*Task to complete*: Repeat all of the data exactly. Leave nothing out.
BEGIN Records provided
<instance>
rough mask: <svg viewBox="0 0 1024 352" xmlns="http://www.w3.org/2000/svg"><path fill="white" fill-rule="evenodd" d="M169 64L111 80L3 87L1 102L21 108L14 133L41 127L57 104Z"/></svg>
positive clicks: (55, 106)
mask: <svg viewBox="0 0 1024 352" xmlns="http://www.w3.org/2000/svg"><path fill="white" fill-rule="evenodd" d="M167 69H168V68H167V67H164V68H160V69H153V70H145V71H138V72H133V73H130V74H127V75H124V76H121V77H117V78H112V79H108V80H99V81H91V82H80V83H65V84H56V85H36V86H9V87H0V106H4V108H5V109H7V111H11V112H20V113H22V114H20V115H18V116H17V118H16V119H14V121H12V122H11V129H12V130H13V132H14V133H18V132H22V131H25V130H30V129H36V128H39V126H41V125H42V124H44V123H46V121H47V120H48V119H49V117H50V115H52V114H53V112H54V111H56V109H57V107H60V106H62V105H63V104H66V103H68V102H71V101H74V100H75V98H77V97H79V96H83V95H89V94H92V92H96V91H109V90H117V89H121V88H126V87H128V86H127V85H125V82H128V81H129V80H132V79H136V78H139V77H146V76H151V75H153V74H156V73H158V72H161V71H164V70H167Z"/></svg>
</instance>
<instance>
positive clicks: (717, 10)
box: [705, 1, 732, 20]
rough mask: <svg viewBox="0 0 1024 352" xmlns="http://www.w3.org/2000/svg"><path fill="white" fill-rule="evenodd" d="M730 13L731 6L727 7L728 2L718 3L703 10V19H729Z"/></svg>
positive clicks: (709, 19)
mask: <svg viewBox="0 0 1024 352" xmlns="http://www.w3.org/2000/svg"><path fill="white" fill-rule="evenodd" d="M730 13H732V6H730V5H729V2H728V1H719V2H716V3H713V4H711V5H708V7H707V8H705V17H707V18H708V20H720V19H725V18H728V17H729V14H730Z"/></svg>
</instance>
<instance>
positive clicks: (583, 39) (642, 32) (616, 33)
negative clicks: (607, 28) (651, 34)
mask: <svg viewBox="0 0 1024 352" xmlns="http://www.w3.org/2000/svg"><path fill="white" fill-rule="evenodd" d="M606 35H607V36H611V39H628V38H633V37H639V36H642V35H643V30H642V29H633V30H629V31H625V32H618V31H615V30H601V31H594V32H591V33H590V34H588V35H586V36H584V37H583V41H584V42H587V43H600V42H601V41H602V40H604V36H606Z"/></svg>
END Records provided
*Exercise result*:
<instance>
rough mask: <svg viewBox="0 0 1024 352" xmlns="http://www.w3.org/2000/svg"><path fill="white" fill-rule="evenodd" d="M169 64L111 80L3 87L1 102L21 108L14 133L41 127L57 104Z"/></svg>
positive clicks: (55, 106)
mask: <svg viewBox="0 0 1024 352" xmlns="http://www.w3.org/2000/svg"><path fill="white" fill-rule="evenodd" d="M167 69H168V68H167V67H164V68H160V69H153V70H145V71H138V72H133V73H130V74H127V75H124V76H121V77H117V78H112V79H108V80H99V81H91V82H80V83H65V84H56V85H36V86H9V87H0V106H4V108H5V109H7V111H11V112H20V113H22V114H20V115H18V116H17V118H16V119H14V121H12V122H11V129H12V130H13V132H14V133H18V132H22V131H25V130H30V129H36V128H39V126H41V125H42V124H44V123H46V121H47V120H48V119H49V117H50V115H52V114H53V112H54V111H56V109H57V107H60V106H62V105H63V104H66V103H68V102H71V101H74V100H75V98H77V97H79V96H83V95H89V94H92V92H96V91H109V90H117V89H121V88H126V87H128V86H127V85H125V82H128V81H129V80H132V79H136V78H139V77H146V76H151V75H153V74H156V73H158V72H161V71H164V70H167Z"/></svg>
</instance>
<instance>
positive clicks: (717, 10)
box: [705, 1, 732, 20]
rough mask: <svg viewBox="0 0 1024 352" xmlns="http://www.w3.org/2000/svg"><path fill="white" fill-rule="evenodd" d="M730 13L731 6L727 7L728 2L718 3L703 10V19H729Z"/></svg>
positive clicks: (709, 19)
mask: <svg viewBox="0 0 1024 352" xmlns="http://www.w3.org/2000/svg"><path fill="white" fill-rule="evenodd" d="M730 13H732V6H730V5H729V2H728V1H719V2H716V3H713V4H711V5H708V7H707V8H705V17H707V18H708V20H720V19H725V18H728V17H729V14H730Z"/></svg>
</instance>
<instance>
positive clicks: (583, 39) (642, 32) (616, 33)
negative clicks: (607, 28) (651, 34)
mask: <svg viewBox="0 0 1024 352" xmlns="http://www.w3.org/2000/svg"><path fill="white" fill-rule="evenodd" d="M606 35H607V36H611V39H628V38H633V37H639V36H642V35H643V30H642V29H633V30H629V31H625V32H618V31H615V30H601V31H594V32H591V33H590V34H588V35H586V36H584V37H583V41H584V42H587V43H600V42H601V41H602V40H604V36H606Z"/></svg>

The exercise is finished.